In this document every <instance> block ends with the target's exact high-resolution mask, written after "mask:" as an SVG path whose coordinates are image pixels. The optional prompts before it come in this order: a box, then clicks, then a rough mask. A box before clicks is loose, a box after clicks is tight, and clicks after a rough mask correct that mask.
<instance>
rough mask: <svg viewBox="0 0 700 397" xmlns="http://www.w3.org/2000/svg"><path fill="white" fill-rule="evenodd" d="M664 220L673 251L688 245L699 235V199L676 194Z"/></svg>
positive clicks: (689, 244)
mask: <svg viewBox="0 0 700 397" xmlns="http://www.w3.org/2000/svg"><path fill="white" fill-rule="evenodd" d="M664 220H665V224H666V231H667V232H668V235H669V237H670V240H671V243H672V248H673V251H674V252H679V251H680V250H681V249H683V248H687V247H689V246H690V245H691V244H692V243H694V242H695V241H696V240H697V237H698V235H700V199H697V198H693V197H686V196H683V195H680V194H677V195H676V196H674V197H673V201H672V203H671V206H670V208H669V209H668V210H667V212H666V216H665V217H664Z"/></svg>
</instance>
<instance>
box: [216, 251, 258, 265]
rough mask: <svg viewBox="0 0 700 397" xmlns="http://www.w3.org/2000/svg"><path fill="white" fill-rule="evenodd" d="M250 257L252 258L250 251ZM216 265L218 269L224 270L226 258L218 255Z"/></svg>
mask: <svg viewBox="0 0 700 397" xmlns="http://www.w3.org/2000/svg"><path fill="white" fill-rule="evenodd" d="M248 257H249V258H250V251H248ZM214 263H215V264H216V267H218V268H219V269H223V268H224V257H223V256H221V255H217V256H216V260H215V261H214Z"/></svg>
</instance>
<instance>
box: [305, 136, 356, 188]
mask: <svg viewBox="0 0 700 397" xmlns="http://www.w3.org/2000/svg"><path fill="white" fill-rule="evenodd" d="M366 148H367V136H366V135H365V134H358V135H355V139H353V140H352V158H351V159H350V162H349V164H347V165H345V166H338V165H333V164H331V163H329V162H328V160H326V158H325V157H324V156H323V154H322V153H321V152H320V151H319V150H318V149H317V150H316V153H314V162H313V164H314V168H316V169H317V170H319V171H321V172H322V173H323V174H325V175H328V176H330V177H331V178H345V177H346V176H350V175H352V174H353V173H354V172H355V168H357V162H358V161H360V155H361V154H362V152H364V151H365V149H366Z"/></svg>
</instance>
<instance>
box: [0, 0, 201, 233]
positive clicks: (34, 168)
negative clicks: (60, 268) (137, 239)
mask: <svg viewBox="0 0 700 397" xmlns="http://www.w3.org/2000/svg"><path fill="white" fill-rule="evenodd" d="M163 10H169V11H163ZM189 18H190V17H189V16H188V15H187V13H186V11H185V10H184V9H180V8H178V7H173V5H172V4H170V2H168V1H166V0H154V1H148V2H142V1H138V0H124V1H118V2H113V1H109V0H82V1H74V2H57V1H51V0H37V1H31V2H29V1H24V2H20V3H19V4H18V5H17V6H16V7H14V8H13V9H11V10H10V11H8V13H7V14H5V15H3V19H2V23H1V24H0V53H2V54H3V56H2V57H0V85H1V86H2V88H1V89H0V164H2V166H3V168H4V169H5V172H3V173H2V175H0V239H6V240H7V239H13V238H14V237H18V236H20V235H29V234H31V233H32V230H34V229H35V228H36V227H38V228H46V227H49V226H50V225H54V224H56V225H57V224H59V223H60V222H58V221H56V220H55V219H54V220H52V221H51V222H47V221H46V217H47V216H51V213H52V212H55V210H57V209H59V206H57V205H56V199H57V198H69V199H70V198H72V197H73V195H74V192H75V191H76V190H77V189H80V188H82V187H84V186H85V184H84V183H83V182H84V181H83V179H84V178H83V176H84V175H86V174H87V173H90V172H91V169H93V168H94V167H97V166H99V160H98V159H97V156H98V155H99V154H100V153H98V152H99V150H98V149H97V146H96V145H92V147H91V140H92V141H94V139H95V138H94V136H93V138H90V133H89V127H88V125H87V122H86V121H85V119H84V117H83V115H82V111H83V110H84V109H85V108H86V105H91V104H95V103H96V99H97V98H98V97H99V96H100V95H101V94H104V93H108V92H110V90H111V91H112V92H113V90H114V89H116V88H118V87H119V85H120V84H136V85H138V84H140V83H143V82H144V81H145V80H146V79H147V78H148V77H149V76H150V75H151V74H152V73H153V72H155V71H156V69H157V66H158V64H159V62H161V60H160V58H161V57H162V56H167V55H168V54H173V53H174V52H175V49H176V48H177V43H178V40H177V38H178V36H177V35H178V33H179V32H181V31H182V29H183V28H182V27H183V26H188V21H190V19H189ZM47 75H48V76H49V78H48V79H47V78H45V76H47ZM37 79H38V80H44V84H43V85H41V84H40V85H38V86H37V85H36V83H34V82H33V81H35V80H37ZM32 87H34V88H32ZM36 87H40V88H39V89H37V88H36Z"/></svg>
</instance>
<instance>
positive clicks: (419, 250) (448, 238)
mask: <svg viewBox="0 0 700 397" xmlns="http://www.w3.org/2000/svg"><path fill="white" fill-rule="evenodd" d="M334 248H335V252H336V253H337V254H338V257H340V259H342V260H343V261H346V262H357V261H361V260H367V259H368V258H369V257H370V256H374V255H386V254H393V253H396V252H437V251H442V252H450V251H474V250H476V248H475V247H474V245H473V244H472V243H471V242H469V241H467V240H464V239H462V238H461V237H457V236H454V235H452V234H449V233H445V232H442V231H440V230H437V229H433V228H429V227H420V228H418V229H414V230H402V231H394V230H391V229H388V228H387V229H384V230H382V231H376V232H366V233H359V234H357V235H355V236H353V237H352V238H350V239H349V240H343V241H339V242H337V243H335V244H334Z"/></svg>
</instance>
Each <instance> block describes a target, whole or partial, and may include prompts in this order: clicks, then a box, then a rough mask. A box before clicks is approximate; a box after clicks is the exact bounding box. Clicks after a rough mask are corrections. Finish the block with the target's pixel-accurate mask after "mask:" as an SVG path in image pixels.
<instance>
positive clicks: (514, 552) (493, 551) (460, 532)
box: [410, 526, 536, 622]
◇ ◇ ◇ ◇
= Exercise aim =
Reproduce all of the records above, replacing every occurrence of "positive clicks" with "foreground clicks" and changing nothing else.

= Reply to the exercise =
In this document every <instance> block ends with the target's exact high-resolution mask, written after "mask:" as an SVG path whose coordinates are image pixels. The optional prompts before it come in this order: a box, then clicks, then a rough mask. A box before clicks is loose, a box after clicks is tight, and clicks after a rough mask correct that mask.
<instance>
rough mask: <svg viewBox="0 0 700 397" xmlns="http://www.w3.org/2000/svg"><path fill="white" fill-rule="evenodd" d="M664 220L673 251L688 245L699 235V199L676 194Z"/></svg>
foreground clicks: (689, 244)
mask: <svg viewBox="0 0 700 397" xmlns="http://www.w3.org/2000/svg"><path fill="white" fill-rule="evenodd" d="M664 220H665V224H666V231H667V232H668V235H669V237H670V240H671V243H672V248H673V251H674V252H679V251H680V250H681V249H683V248H687V247H689V246H690V245H691V244H692V243H694V242H695V241H696V240H697V237H698V235H700V199H697V198H693V197H686V196H683V195H680V194H677V195H676V196H674V197H673V201H672V203H671V206H670V208H669V209H668V210H667V212H666V216H665V217H664Z"/></svg>
</instance>
<instance>
box: [216, 251, 258, 265]
rough mask: <svg viewBox="0 0 700 397" xmlns="http://www.w3.org/2000/svg"><path fill="white" fill-rule="evenodd" d="M250 257L252 258L250 251ZM216 265L218 269L224 270L226 258L218 255Z"/></svg>
mask: <svg viewBox="0 0 700 397" xmlns="http://www.w3.org/2000/svg"><path fill="white" fill-rule="evenodd" d="M248 257H249V258H250V251H248ZM214 263H215V264H216V267H218V268H219V269H223V268H224V257H223V256H221V255H217V256H216V260H215V261H214Z"/></svg>
</instance>
<instance>
box: [305, 136, 356, 188]
mask: <svg viewBox="0 0 700 397" xmlns="http://www.w3.org/2000/svg"><path fill="white" fill-rule="evenodd" d="M366 148H367V136H366V135H365V134H358V135H355V139H353V140H352V158H351V159H350V162H349V164H347V165H345V166H338V165H333V164H331V163H329V162H328V160H326V158H325V157H324V156H323V154H322V153H321V152H320V151H319V150H318V149H317V150H316V153H314V162H313V164H314V168H316V169H317V170H319V171H321V172H322V173H323V174H325V175H328V176H330V177H331V178H345V177H346V176H350V175H352V174H353V173H354V172H355V168H357V162H358V161H360V155H361V154H362V152H364V151H365V149H366Z"/></svg>
</instance>
<instance>
box: [0, 0, 201, 233]
foreground clicks: (34, 168)
negative clicks: (60, 268) (137, 239)
mask: <svg viewBox="0 0 700 397" xmlns="http://www.w3.org/2000/svg"><path fill="white" fill-rule="evenodd" d="M163 10H169V11H163ZM189 18H190V17H189V16H188V15H187V13H186V11H185V10H184V9H180V8H178V7H173V5H172V4H170V2H168V1H166V0H154V1H148V2H142V1H138V0H124V1H118V2H113V1H109V0H82V1H74V2H57V1H51V0H37V1H31V2H29V1H24V2H20V3H19V4H18V5H17V6H16V7H14V8H13V9H11V10H10V11H8V13H7V14H5V15H3V19H2V23H1V24H0V53H2V54H3V56H2V57H0V85H1V86H2V88H1V89H0V164H2V166H3V168H4V169H5V172H3V173H2V175H0V239H6V240H7V239H13V238H14V237H18V236H20V235H29V234H31V233H32V230H34V229H35V228H36V227H38V228H46V227H49V226H50V225H54V224H56V225H57V224H59V223H60V222H58V221H56V220H55V219H54V220H52V221H51V222H47V221H46V217H47V216H51V213H52V212H55V210H57V209H59V206H57V205H56V199H57V198H69V199H70V198H72V197H73V195H74V192H75V191H76V190H77V189H80V188H82V187H84V186H85V184H84V183H83V182H84V181H83V179H84V178H83V176H84V175H86V174H87V173H90V172H91V169H93V168H94V167H97V166H99V160H98V159H97V156H98V155H99V154H100V153H98V152H99V150H98V149H97V146H96V145H92V147H91V140H92V141H94V139H95V138H94V136H93V138H90V133H89V127H88V125H87V122H86V121H85V119H84V117H83V115H82V111H83V110H84V109H85V108H86V105H91V104H95V103H96V99H97V98H98V97H99V96H100V95H101V94H104V93H108V92H110V90H111V91H112V92H113V90H114V89H116V88H118V87H119V85H120V84H136V85H138V84H140V83H143V82H144V81H145V80H146V79H147V78H148V77H149V76H150V75H151V74H152V73H153V72H155V71H156V69H157V66H158V64H159V62H161V60H160V58H161V57H162V56H167V55H168V54H173V53H174V52H175V49H176V48H177V43H178V40H177V38H178V36H177V35H178V33H179V32H181V31H182V29H183V28H182V27H183V26H188V21H190V19H189ZM47 75H48V76H49V78H48V79H47V78H45V76H47ZM37 79H38V80H44V84H43V85H41V84H40V85H38V86H37V85H36V83H34V82H33V81H35V80H37ZM32 87H34V88H32ZM36 87H40V88H39V89H37V88H36Z"/></svg>
</instance>
<instance>
foreground clicks: (419, 250) (448, 238)
mask: <svg viewBox="0 0 700 397" xmlns="http://www.w3.org/2000/svg"><path fill="white" fill-rule="evenodd" d="M334 248H335V252H336V253H337V254H338V257H340V259H342V260H343V261H346V262H357V261H361V260H367V259H368V258H369V257H370V256H374V255H386V254H393V253H396V252H437V251H442V252H450V251H474V250H476V248H475V247H474V245H473V244H472V243H471V242H469V241H467V240H464V239H462V238H461V237H457V236H454V235H452V234H449V233H445V232H442V231H440V230H437V229H433V228H429V227H420V228H418V229H414V230H402V231H394V230H391V229H388V228H387V229H384V230H382V231H376V232H366V233H359V234H357V235H355V236H353V237H352V238H350V239H349V240H343V241H339V242H337V243H335V244H334Z"/></svg>
</instance>
Each <instance> block describes a target, whole or partial, and may include prompts in this order: clicks, then a box, then a rough mask. A box before clicks is approximate; a box after clicks is the exact bounding box. Clicks after a rough mask are corrections. Finish the block with the target's pixel-accurate mask after "mask:" as an SVG path in image pixels.
<instance>
foreground clicks: (514, 552) (493, 551) (460, 532)
box: [410, 526, 536, 622]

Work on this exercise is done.